• [Supplied passage]
####

Our business objectives and strategies have in some cases been altered since we entered into conservatorship, and may
continue to change. Based on our charter, public statements from Treasury and FHFA officials and guidance given to us by
our Conservator we have a variety of different, and potentially competing, objectives, including:
providing liquidity, stability and affordability in the mortgage market;
continuing to provide additional assistance to the struggling housing and mortgage markets;
reducing the need to draw funds from Treasury pursuant to the Purchase Agreement;
returning to long-term profitability; and
protecting the interests of the taxpayers.

####

• [Material provided]
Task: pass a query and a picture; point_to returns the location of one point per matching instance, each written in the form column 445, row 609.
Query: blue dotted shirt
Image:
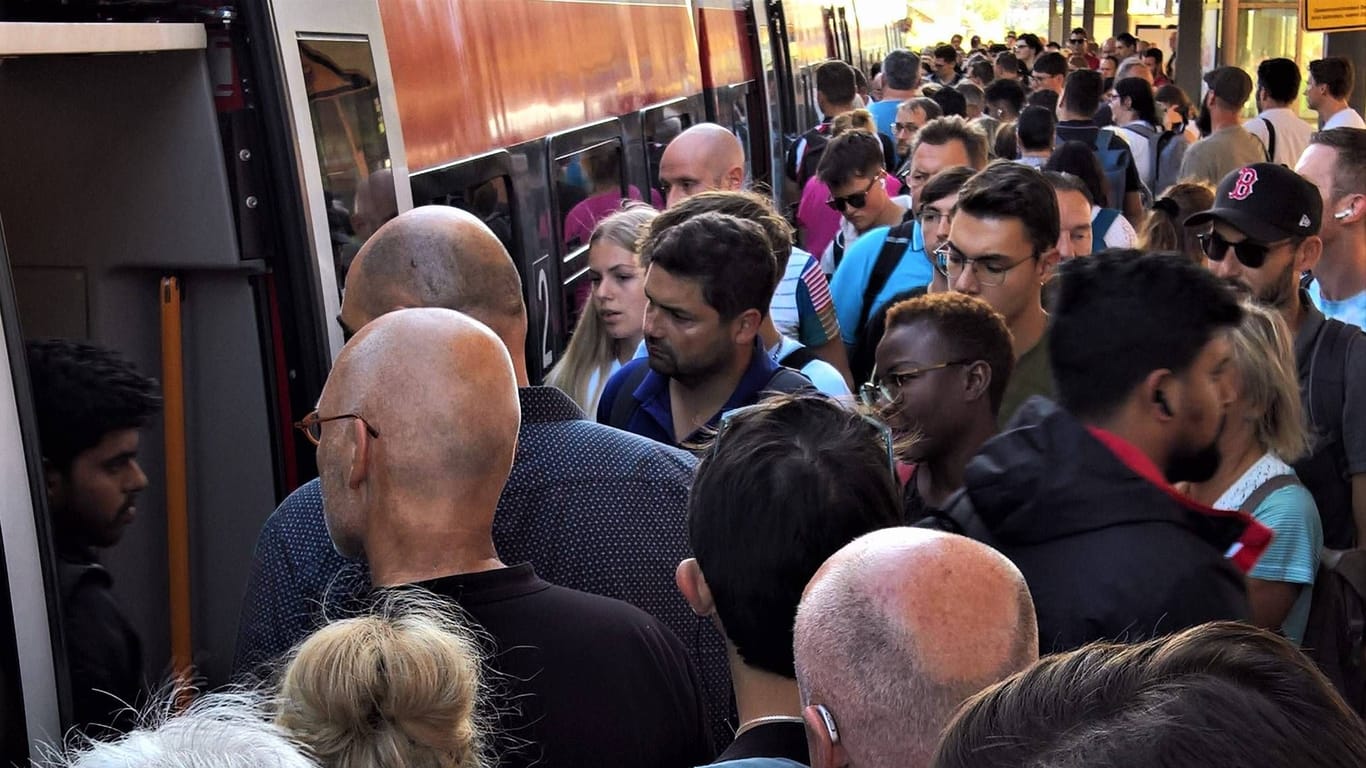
column 590, row 507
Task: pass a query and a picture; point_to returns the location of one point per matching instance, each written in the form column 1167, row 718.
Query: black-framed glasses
column 988, row 269
column 888, row 388
column 857, row 200
column 1249, row 253
column 312, row 425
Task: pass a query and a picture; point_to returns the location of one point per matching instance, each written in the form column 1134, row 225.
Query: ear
column 693, row 585
column 361, row 455
column 821, row 744
column 1309, row 253
column 746, row 325
column 978, row 380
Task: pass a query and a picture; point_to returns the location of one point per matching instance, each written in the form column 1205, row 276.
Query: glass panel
column 353, row 149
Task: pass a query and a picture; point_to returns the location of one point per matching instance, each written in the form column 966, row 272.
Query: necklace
column 750, row 724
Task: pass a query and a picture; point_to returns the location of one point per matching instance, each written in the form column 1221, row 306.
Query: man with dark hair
column 1027, row 47
column 1036, row 133
column 1001, row 246
column 1279, row 125
column 887, row 261
column 945, row 66
column 1335, row 161
column 1078, row 495
column 1219, row 696
column 708, row 284
column 1048, row 73
column 1004, row 99
column 943, row 366
column 1329, row 86
column 92, row 406
column 1227, row 145
column 1075, row 122
column 900, row 81
column 780, row 488
column 1265, row 234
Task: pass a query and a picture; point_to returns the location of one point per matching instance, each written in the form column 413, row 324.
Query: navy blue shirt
column 592, row 507
column 653, row 416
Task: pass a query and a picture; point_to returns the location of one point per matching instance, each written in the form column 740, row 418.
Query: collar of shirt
column 653, row 392
column 1250, row 545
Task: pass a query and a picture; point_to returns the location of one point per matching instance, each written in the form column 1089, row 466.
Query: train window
column 353, row 149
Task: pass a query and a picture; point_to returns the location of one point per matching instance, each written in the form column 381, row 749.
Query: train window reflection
column 353, row 149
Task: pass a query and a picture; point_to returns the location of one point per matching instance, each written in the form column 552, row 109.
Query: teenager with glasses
column 1265, row 234
column 1001, row 246
column 941, row 373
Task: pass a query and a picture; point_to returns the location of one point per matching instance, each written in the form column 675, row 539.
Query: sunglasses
column 857, row 200
column 1249, row 253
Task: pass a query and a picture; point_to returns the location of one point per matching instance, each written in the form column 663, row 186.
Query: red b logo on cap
column 1243, row 187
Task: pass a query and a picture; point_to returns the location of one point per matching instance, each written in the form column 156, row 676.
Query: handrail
column 178, row 517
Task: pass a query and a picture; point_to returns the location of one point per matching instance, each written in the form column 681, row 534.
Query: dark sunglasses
column 1250, row 254
column 857, row 200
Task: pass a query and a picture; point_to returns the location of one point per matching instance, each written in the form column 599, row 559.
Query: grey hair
column 219, row 730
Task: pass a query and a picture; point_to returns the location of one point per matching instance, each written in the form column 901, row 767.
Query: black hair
column 836, row 82
column 1036, row 129
column 1139, row 94
column 1078, row 159
column 1011, row 190
column 1219, row 694
column 848, row 155
column 780, row 489
column 730, row 257
column 1280, row 78
column 1122, row 314
column 1082, row 92
column 81, row 394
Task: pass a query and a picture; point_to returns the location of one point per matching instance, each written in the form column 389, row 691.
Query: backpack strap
column 894, row 248
column 1266, row 489
column 798, row 358
column 624, row 406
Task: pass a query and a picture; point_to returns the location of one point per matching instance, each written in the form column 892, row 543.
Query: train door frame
column 301, row 21
column 33, row 644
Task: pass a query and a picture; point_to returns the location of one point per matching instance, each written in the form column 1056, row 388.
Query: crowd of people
column 1034, row 433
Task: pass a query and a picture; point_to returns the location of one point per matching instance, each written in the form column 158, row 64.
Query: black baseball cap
column 1265, row 201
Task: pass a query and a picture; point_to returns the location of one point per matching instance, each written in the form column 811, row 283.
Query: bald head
column 898, row 629
column 439, row 257
column 439, row 391
column 702, row 157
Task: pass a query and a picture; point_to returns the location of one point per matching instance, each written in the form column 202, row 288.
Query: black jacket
column 1107, row 554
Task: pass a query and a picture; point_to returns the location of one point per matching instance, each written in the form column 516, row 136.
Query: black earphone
column 1161, row 403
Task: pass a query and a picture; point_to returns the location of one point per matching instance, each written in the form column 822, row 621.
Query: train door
column 29, row 634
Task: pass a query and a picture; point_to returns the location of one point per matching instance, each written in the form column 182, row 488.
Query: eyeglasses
column 889, row 388
column 857, row 200
column 951, row 263
column 1250, row 254
column 884, row 431
column 312, row 425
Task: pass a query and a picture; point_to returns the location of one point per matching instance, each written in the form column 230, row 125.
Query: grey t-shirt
column 1215, row 156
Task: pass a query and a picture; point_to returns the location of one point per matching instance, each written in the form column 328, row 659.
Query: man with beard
column 92, row 405
column 708, row 284
column 1079, row 495
column 940, row 377
column 1265, row 234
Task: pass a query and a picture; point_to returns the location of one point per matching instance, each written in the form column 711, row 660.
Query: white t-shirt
column 1291, row 134
column 1346, row 119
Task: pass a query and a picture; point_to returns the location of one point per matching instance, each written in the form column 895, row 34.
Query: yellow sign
column 1332, row 15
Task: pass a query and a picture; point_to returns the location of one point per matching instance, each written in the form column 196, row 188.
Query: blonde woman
column 1264, row 431
column 394, row 689
column 609, row 328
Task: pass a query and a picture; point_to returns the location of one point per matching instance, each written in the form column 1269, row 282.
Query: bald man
column 417, row 429
column 894, row 633
column 590, row 507
column 709, row 157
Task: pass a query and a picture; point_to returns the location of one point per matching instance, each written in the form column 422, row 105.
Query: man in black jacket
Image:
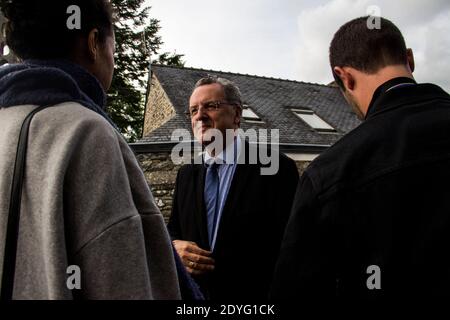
column 371, row 217
column 229, row 213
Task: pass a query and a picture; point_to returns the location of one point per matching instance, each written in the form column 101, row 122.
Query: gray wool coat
column 85, row 202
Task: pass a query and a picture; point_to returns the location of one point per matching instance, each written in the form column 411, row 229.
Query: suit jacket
column 379, row 197
column 252, row 224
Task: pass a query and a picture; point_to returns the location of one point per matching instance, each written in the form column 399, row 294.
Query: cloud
column 425, row 26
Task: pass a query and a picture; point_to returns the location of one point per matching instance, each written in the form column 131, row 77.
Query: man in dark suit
column 228, row 217
column 371, row 217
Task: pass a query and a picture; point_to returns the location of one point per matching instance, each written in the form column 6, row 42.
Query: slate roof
column 271, row 99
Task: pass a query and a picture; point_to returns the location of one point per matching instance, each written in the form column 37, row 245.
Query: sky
column 289, row 39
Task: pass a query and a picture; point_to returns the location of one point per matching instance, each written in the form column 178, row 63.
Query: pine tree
column 137, row 41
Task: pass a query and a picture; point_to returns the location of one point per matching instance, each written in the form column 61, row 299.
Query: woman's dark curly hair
column 37, row 29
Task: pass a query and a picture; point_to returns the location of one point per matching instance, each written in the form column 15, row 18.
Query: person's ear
column 346, row 76
column 93, row 44
column 410, row 57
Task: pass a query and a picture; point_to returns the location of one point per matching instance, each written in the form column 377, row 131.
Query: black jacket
column 380, row 196
column 251, row 228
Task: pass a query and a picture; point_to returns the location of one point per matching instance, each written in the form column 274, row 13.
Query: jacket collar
column 393, row 84
column 398, row 96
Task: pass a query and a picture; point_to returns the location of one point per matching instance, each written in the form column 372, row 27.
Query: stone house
column 310, row 118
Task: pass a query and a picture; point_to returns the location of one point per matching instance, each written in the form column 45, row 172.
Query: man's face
column 224, row 117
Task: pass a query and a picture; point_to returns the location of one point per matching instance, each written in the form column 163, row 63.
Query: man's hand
column 196, row 260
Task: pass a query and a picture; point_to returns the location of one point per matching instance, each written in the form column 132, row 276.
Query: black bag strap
column 12, row 231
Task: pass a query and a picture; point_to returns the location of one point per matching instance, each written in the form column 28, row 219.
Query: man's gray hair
column 231, row 91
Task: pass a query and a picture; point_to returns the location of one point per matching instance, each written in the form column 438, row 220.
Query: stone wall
column 161, row 174
column 159, row 108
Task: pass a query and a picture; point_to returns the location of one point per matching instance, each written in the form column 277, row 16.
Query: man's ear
column 410, row 57
column 346, row 76
column 93, row 44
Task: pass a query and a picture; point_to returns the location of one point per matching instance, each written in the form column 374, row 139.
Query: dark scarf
column 50, row 82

####

Print the entire passage on business objectives under conservatorship, keeping every word, line, and punctuation mark unchanged.

Our business objectives and strategies have in some cases been altered since we entered into conservatorship, and may
continue to change. Based on our charter, public statements from Treasury and FHFA officials and guidance given to us by
our Conservator we have a variety of different, and potentially competing, objectives, including:
providing liquidity, stability and affordability in the mortgage market;
continuing to provide additional assistance to the struggling housing and mortgage markets;
reducing the need to draw funds from Treasury pursuant to the Purchase Agreement;
returning to long-term profitability; and
protecting the interests of the taxpayers.